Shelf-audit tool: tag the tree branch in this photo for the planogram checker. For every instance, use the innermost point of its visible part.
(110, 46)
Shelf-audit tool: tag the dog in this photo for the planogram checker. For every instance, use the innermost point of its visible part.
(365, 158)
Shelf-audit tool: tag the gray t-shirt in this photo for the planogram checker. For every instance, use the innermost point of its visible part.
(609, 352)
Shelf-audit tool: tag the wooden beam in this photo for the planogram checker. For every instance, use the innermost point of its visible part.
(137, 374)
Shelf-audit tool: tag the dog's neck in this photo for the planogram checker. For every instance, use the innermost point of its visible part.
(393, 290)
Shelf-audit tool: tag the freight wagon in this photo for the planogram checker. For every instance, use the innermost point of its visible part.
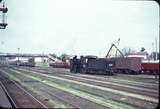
(150, 67)
(129, 65)
(93, 65)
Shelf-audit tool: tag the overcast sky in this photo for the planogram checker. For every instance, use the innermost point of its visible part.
(79, 26)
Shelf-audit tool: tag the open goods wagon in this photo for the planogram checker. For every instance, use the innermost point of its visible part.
(93, 65)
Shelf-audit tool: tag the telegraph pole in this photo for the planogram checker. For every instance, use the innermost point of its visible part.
(3, 10)
(156, 47)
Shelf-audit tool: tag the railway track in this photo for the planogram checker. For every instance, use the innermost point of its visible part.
(59, 79)
(83, 90)
(148, 87)
(67, 98)
(18, 96)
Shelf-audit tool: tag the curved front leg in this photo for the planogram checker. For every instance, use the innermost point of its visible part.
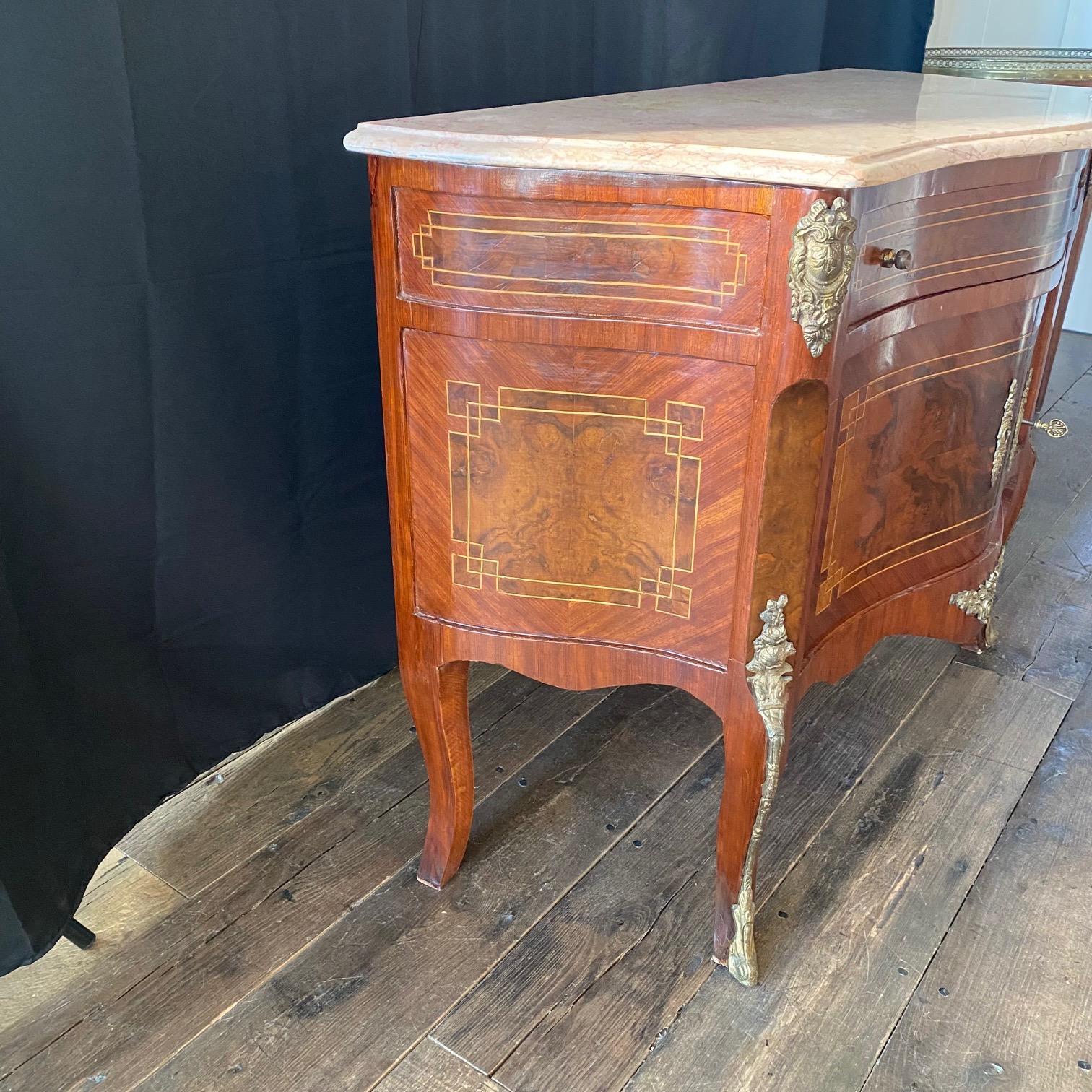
◇ ◇ ◇ ◇ ◇
_Task instructions_
Make an exact copy of every entry above, but keep the pictures out of it.

_Reply to the task_
Shelf-audit tool: tag the tree branch in this photo for the planogram checker. For every instance, use the innermost point of its visible part.
(110, 46)
Shelf-audit tool: tag the dog in this photo for the planogram checker. For every instance, use the innermost point of its visible part.
(365, 158)
Shelf-audit tool: tag the gray t-shirt in this photo for the planogram checker. For every instance, use the innermost point of its visible part.
(609, 352)
Shelf-audit tool: tag the wooden beam in this photo for the planogram checker. For every instance, use the innermost point of its visible part.
(137, 374)
Shelf-audit tool: tag the dog's neck in this photo for the planogram checker. For every instance, use the innermost point of its visible part.
(393, 290)
Shelf-audit tool: tag the freight wagon in this photo for the planogram checker. For every instance, use the innermost point of its visible part.
(150, 67)
(129, 65)
(93, 65)
Shelf-audit tool: tag the overcast sky in this photo for the planogram checker. For every instance, use the innermost point of its visible part.
(79, 26)
Shelf-audit tool: tag the open goods wagon in this photo for the planogram checker. For every instance, use the innermost point of its visible part.
(93, 65)
Shelf-audit tool: tag the telegraph pole in this photo for the planogram checker. For every instance, use the innermost point of its visible part.
(3, 10)
(156, 47)
Shelf-audit tool: tag the railway track in this photo for the planogram checker. For every instance, use the innermost point of its visible part.
(59, 79)
(83, 90)
(148, 87)
(67, 98)
(18, 96)
Shelf-audit tool: tag the curved front leg in this photo for the planogram checker. For every instance, use the innermost point of its visible part.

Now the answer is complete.